▶ TEXTO DE ESTUDIO:
En los hombres y en las mujeres de fe se encuentra la convicción de la fuerza moral. No siempre todos han estado a la altura, pero toda comunidad religiosa, compuesta de hombres y mujeres pecadores, muestra un rostro humano y misericordioso, que debería distanciarse de la terrible utopía de las sociedades perfectas que las ideologías y el sectarismo han querido edificar con la violencia. La fuerza moral se conecta profundamente con las enseñanzas de piedad y misericordia de muchas religiones. La piedad, la espiritualidad, se viven en comunidades religiosas concretas y locales pero abren siempre una ventana a lo universal. Se relacionan con esto, por ejemplo, las antiguas prescripciones religiosas sobre la hospitalidad a los extranjeros.
En definitiva, en el mundo contemporáneo, el extranjero se hace cercano; o bien, dramáticamente, se descubre que el vecino se ha convertido en un extranjero. Hoy, en un mundo globalizado, gente de fe, etnia y cultura diferentes; convive en las mismas ciudades, sobre los mismos escenarios, en los mismos horizontes nacionales. Mientras todavía se persiguen diseños de homogeneidad a través de la limpieza étnica, gente distinta vive junta sin destruir las identidades nacionales, tan sólo planteando nuevos problemas. La Comunidad de Sant’Egidio, que tiene el honor de promover este Encuentro, trabaja cotidianamente en el terreno de la solidaridad con los más pobres en muchas grandes ciudades europeas y no europeas. De hecho, para la casi totalidad de nosotros, hay un compromiso cotidiano de solidaridad con los débiles. En el seno de Sant’Egidio ha nacido un movimiento de europeos y emigrantes llamado «Gentes de paz», que habla de la voluntad de romper el muro de la extrañeza cotidiana. Una hermosa representación de ellos participa en este encuentro.

▶ QUÉ HACER:
En el texto de estudio, ¿qué nombre lleva el movimiento de europeos y emigrantes nacido en el seno de Sant’Egidio?

▶ ÍTEMS MOSTRADOS:
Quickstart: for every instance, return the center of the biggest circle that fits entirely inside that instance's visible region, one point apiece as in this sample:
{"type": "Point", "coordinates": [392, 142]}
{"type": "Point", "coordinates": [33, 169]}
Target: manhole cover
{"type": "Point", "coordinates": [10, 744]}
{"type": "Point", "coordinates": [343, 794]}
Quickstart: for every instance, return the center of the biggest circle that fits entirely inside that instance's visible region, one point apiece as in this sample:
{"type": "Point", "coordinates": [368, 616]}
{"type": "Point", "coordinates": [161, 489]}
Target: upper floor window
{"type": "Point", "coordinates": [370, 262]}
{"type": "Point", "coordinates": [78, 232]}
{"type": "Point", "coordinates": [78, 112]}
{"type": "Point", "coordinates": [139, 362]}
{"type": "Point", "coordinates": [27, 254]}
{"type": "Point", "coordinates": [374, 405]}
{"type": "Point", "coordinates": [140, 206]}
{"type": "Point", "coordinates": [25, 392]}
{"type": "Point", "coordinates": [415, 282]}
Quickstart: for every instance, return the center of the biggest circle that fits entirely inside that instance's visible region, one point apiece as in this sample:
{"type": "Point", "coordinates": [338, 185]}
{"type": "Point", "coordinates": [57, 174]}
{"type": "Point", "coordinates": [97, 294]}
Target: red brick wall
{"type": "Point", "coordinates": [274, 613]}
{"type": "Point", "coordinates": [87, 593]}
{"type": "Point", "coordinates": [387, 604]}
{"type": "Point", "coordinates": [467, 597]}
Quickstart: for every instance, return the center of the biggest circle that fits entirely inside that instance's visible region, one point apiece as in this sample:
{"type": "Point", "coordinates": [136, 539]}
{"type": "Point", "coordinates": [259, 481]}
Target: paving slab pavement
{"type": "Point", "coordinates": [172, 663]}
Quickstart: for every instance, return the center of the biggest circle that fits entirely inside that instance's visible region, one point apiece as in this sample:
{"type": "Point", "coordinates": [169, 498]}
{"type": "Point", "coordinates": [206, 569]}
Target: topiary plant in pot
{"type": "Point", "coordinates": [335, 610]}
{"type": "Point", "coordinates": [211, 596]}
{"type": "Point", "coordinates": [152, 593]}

▶ TU RESPUESTA:
«Gentes de paz».